## Data provided

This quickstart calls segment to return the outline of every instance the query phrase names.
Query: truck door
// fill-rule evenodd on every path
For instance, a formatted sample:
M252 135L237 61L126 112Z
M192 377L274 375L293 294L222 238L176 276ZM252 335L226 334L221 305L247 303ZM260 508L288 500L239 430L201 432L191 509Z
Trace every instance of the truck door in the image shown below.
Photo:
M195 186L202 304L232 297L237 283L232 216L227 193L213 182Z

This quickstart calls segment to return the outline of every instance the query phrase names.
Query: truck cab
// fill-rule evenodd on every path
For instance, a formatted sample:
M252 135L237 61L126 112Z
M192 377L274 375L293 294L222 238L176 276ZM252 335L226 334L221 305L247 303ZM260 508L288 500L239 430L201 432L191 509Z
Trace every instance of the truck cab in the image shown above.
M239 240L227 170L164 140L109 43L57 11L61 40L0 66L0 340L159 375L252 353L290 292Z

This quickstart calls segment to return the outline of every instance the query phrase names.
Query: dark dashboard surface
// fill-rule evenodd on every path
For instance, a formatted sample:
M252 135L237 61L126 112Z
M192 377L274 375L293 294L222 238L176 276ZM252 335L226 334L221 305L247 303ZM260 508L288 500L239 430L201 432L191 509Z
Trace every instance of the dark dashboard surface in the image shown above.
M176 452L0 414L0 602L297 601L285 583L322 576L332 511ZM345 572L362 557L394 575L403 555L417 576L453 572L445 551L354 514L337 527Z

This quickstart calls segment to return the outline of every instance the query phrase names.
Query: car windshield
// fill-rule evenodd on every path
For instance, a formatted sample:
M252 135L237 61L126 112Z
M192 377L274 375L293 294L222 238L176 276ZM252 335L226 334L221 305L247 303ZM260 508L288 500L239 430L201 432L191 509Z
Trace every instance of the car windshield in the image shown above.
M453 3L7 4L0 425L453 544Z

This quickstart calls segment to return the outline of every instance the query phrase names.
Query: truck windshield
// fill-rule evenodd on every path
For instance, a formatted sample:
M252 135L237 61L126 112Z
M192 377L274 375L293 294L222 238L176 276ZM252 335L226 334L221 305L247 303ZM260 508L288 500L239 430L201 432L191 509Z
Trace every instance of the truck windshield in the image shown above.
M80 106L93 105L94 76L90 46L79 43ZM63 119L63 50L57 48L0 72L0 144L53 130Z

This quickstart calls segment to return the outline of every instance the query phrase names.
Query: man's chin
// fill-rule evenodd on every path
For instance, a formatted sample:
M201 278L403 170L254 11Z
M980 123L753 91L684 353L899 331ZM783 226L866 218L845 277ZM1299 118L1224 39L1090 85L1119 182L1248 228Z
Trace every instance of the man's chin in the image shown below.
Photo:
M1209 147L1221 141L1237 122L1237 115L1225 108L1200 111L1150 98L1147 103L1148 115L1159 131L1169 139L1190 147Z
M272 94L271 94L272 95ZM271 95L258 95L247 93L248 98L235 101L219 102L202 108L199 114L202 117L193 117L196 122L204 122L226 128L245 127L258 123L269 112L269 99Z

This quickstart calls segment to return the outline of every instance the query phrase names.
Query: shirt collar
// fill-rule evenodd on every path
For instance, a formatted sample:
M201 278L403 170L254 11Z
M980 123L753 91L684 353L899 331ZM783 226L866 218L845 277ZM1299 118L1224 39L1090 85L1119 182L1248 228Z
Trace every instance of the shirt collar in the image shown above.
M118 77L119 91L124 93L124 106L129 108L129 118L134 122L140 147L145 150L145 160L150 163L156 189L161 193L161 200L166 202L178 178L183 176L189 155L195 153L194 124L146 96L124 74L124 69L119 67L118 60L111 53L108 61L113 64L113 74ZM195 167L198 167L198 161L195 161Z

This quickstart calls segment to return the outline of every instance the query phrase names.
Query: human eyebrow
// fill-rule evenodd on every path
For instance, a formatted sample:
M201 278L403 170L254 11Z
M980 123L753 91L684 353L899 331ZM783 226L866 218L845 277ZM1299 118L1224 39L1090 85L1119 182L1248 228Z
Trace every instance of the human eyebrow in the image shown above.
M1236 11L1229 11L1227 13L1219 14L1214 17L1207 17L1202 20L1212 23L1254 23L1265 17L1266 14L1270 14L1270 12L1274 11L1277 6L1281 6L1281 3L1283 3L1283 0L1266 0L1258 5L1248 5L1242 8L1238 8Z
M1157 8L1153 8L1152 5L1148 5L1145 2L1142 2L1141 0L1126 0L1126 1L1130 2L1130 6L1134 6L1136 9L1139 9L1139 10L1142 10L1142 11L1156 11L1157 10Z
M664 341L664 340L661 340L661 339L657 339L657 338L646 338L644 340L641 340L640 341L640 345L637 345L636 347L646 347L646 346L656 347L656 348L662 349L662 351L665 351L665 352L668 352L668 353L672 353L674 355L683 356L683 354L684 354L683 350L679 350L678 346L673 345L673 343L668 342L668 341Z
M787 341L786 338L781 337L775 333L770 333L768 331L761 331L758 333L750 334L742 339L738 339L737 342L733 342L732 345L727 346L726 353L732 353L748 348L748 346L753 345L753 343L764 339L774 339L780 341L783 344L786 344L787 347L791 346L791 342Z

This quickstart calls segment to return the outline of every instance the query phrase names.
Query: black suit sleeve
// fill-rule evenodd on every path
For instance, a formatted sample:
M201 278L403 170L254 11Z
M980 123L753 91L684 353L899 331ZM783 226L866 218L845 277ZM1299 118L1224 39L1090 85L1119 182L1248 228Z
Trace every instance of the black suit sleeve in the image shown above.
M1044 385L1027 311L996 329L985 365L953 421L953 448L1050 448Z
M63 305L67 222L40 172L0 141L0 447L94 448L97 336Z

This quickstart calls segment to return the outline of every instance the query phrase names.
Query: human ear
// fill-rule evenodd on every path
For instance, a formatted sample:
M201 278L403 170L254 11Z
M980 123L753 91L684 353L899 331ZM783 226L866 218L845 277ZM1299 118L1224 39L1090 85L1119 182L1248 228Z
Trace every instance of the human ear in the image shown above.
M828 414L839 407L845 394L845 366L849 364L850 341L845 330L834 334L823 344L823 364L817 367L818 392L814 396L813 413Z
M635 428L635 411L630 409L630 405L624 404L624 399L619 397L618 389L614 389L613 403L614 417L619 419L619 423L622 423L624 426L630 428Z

## Exercise goal
Copy out all the entries exactly once more.

## Written response
This quickstart calls segment to return the outline of every instance the query phrase names.
Query: truck door
// fill-rule evenodd on every path
For instance, a formatted sample:
M252 135L237 61L126 112Z
M192 377L274 375L293 294L222 238L176 276ZM252 335L226 334L221 305L247 303ZM260 508L288 500L239 430L201 432L191 509Z
Trace every instance of the truck door in the image shown below.
Photo:
M195 186L202 304L232 297L237 283L232 216L227 193L213 182Z

This quickstart calls segment to return the outline of every instance the query phrase names.
Query: truck cab
// fill-rule evenodd on every path
For instance, a formatted sample:
M252 135L237 61L126 112Z
M192 377L274 375L293 294L222 238L176 276ZM252 335L226 334L221 305L247 303ZM260 508L288 500L239 430L201 432L191 509Z
Trace every instance of the truck cab in the image shown above.
M239 240L227 170L164 140L109 43L57 11L61 40L0 66L0 340L159 375L252 353L290 292Z

This quickstart calls segment to return the outline of every instance the query phrase names.
Query: dark dashboard surface
// fill-rule evenodd on every path
For instance, a formatted sample:
M252 135L237 61L126 112Z
M192 377L274 375L293 294L222 238L176 276ZM252 335L226 334L221 305L247 303ZM260 508L288 500L239 430L201 432L191 509Z
Trace every instance of the dark dashboard surface in the image shown above.
M176 452L0 414L0 602L297 601L285 583L322 576L332 511ZM345 572L362 557L394 575L403 555L417 576L453 572L445 551L354 514L337 527Z

This quickstart calls segment to return the outline of every instance the query phrase names.
Query: car windshield
// fill-rule evenodd on every path
For instance, a formatted sample:
M252 135L237 61L126 112Z
M192 377L274 375L293 294L222 238L176 276ZM252 335L226 334L221 305L247 303ZM260 508L288 500L239 430L201 432L191 509Z
Trace every instance of the car windshield in the image shown above.
M453 3L7 4L0 425L453 544Z

This quickstart calls segment to return the outline of every instance the query phrase names.
Query: truck windshield
// fill-rule evenodd on every path
For instance, a formatted sample:
M252 135L237 61L126 112Z
M192 377L274 375L293 294L222 238L176 276ZM252 335L226 334L221 305L247 303ZM260 508L288 500L239 430L201 432L191 509Z
Trace every instance of the truck windshield in the image shown above.
M80 106L93 105L94 76L90 46L79 43ZM63 119L63 50L57 48L0 72L0 144L53 130Z

This quickstart calls segment to return the outline of every instance the query phrase names.
Query: man's chin
// fill-rule evenodd on every path
For instance, a formatted sample:
M201 278L403 170L254 11Z
M980 123L753 91L684 353L899 331ZM783 226L866 218L845 277ZM1299 118L1224 39L1090 85L1119 182L1248 228Z
Trace every instance of the man's chin in the image shown below.
Photo:
M1209 147L1221 141L1237 122L1237 115L1225 108L1200 111L1150 98L1147 103L1148 115L1159 131L1169 139L1190 147Z
M272 94L271 94L272 95ZM271 95L258 95L247 93L248 98L235 101L219 102L202 108L199 114L202 117L193 117L196 122L204 122L226 128L245 127L258 123L269 112L269 99Z

This quickstart calls segment to return the outline of every instance the query phrase names.
Query: shirt collar
// fill-rule evenodd on every path
For instance, a formatted sample:
M201 278L403 170L254 11Z
M980 123L753 91L684 353L899 331ZM783 226L866 218L845 277ZM1299 118L1224 39L1090 85L1119 182L1248 228Z
Trace every instance of the shirt collar in the image shown above.
M118 77L119 91L124 93L124 106L129 108L129 118L134 122L140 147L145 150L145 160L150 163L156 189L161 193L161 200L166 202L178 178L183 176L189 155L195 153L194 124L146 96L124 74L124 69L119 67L118 60L111 53L108 61L113 64L113 74ZM195 167L198 167L198 161L195 161Z

This quickstart calls segment to return the outline of every instance the query phrase names.
Query: human eyebrow
// fill-rule evenodd on every path
For instance, a formatted sample:
M201 278L403 170L254 11Z
M980 123L753 91L684 353L899 331ZM783 226L866 218L845 277ZM1299 118L1224 39L1090 85L1119 182L1248 228Z
Trace every instance of the human eyebrow in the image shown above.
M1236 11L1229 11L1227 13L1219 14L1214 17L1207 17L1202 20L1212 23L1254 23L1265 17L1266 14L1270 14L1270 12L1274 11L1277 6L1281 6L1281 3L1283 3L1283 0L1266 0L1258 5L1248 5L1242 8L1238 8Z
M1157 8L1153 8L1152 5L1148 5L1145 2L1142 2L1141 0L1126 0L1126 1L1130 2L1130 6L1134 6L1136 9L1139 9L1139 10L1142 10L1142 11L1156 11L1157 10Z
M664 341L664 340L661 340L661 339L657 339L657 338L646 338L644 340L641 340L640 341L640 345L637 345L636 347L646 347L646 346L656 347L656 348L662 349L662 351L665 351L665 352L668 352L668 353L672 353L674 355L683 356L683 354L684 354L683 350L679 350L678 346L673 345L673 343L668 342L668 341Z
M787 341L786 338L781 337L775 333L770 333L768 331L761 331L758 333L750 334L742 339L738 339L737 342L733 342L732 345L727 346L726 353L732 353L748 348L748 346L753 345L753 343L764 339L774 339L780 341L783 344L786 344L787 347L791 346L791 342Z

This quickstart calls segment to return the outline of every instance the query phrase names.
Query: black suit sleeve
// fill-rule evenodd on every path
For instance, a formatted sample:
M201 278L403 170L254 11Z
M980 123L753 91L684 353L899 331ZM783 226L866 218L845 277ZM1299 118L1224 39L1090 85L1119 182L1248 228Z
Trace every instance of the black suit sleeve in the image shown above.
M1044 385L1027 311L996 329L985 365L953 421L953 448L1050 448Z
M63 305L67 222L40 172L0 141L0 447L94 448L97 336Z

This quickstart calls segment to return the outline of every instance the query phrase names.
Query: human ear
// fill-rule evenodd on every path
For instance, a formatted sample:
M201 278L403 170L254 11Z
M980 123L753 91L684 353L899 331ZM783 226L866 218L845 277ZM1299 118L1224 39L1090 85L1119 182L1248 228Z
Trace every instance of the human ear in the image shown above.
M828 414L839 407L845 394L845 366L849 364L850 341L845 330L834 334L823 344L823 364L817 367L818 392L814 396L813 413Z
M635 428L635 411L630 409L630 405L624 404L624 399L619 397L618 389L614 389L613 403L614 417L619 419L619 423L622 423L624 426L630 428Z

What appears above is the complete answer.